Requirement:
Print the passage of the meteor shower text from "The Eta Aquarids, an" up to and including "again until 2061.", keeping every word as it appears.

Text block:
The annual meteor shower, Eta Aquarids, will grace the skies of the northern hemisphere with May 5 being the best time to view it in Irish skies.

The Eta Aquarids, an annual meteor shower that takes place above the northern hemisphere in April and May, will grace Ireland's skies during the nights of May 4 and 5, 2021. It's said to most visible around midnight when 10 to 20 shooting stars 10 and 20 shooting stars per hour will be on display, weather permitting.

This meteor shower is associated with the famed Halley's Comet, only visible every 76 years. It was last seen in 1986 and will not be visible again until 2061.

The meteor shower, the Eta Aquadrids, is created with the Earth collides with Halley's Comet's orbit. This vaporizes debris come flying into Earth's atmosphere at 148,000 miles per hour, according to NASA.

Listed records:
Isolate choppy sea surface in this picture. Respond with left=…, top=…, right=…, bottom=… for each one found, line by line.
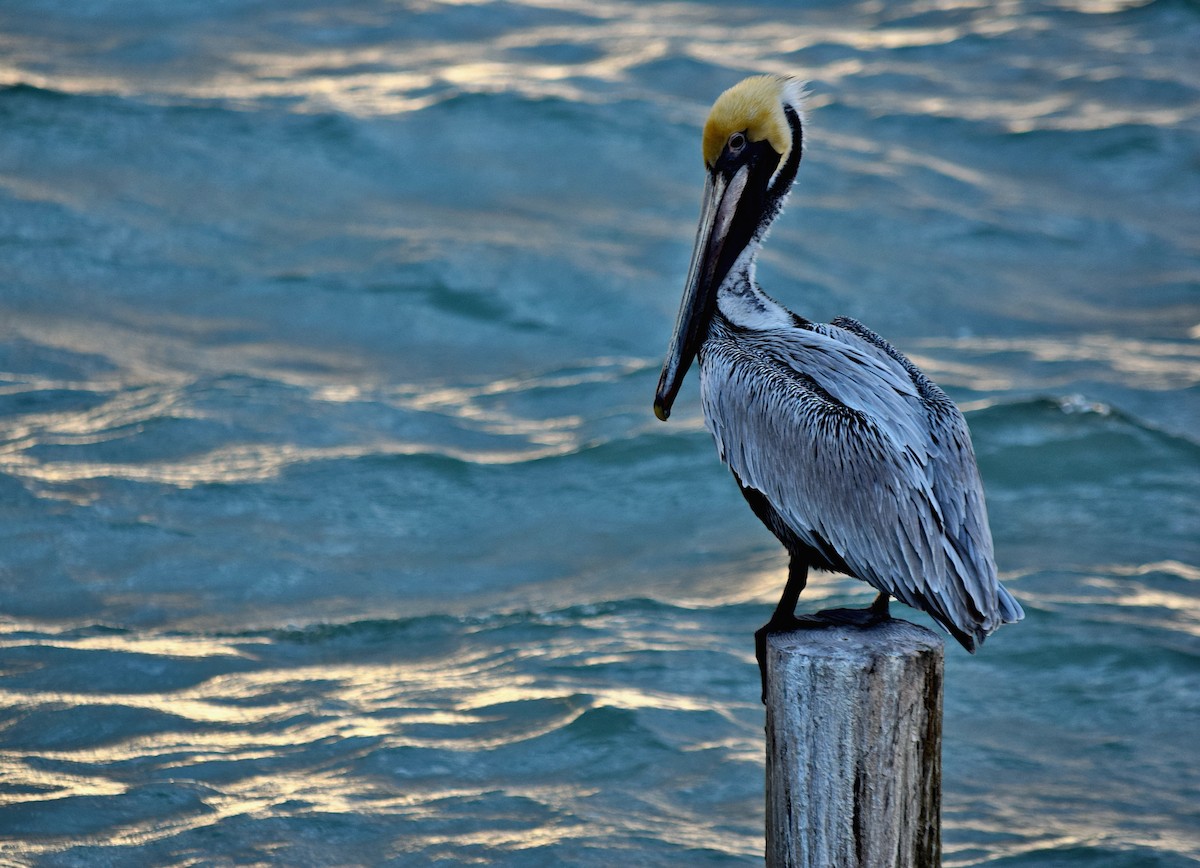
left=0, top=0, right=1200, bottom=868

==

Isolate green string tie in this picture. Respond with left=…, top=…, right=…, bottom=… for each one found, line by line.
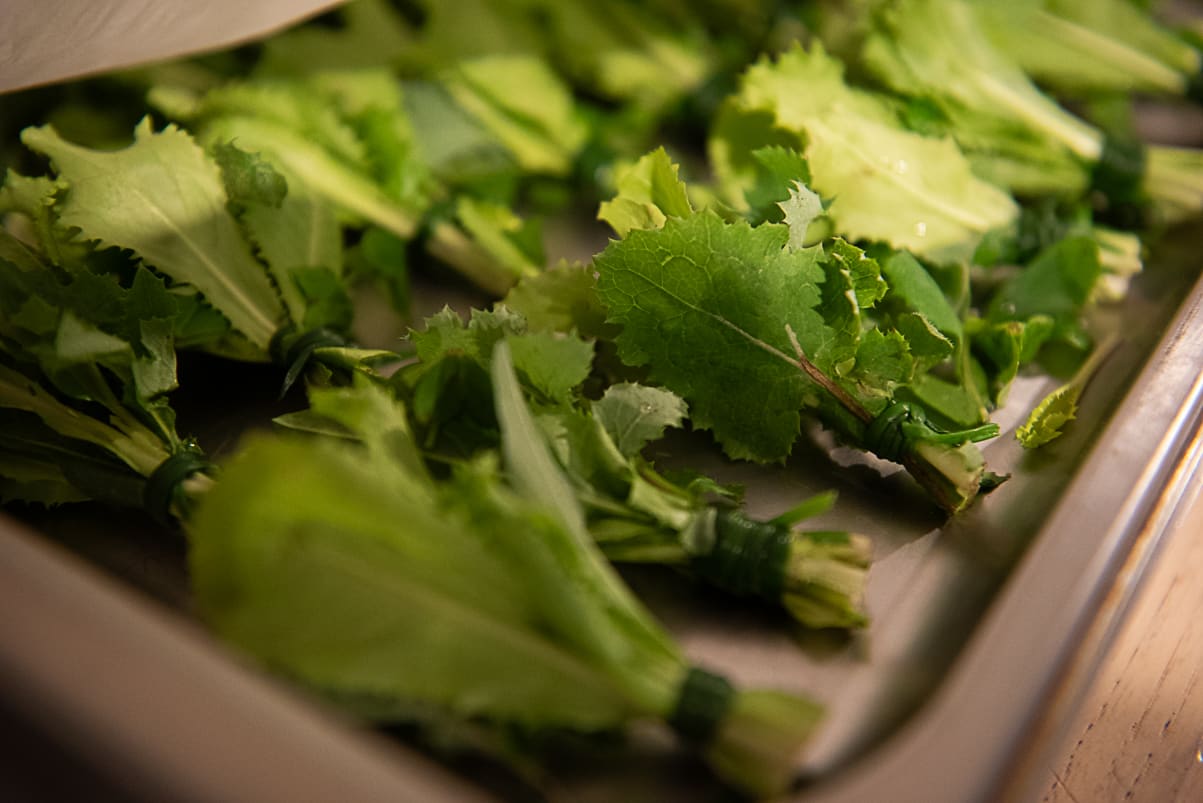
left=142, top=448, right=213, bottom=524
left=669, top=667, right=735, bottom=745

Written response:
The Eta Aquarids, an annual meteor shower that takes place above the northern hemisphere in April and May, will grace Ireland's skies during the nights of May 4 and 5, 2021. It's said to most visible around midnight when 10 to 20 shooting stars 10 and 20 shooting stars per hour will be on display, weather permitting.

This meteor shower is associated with the famed Halley's Comet, only visible every 76 years. It was last seen in 1986 and will not be visible again until 2061.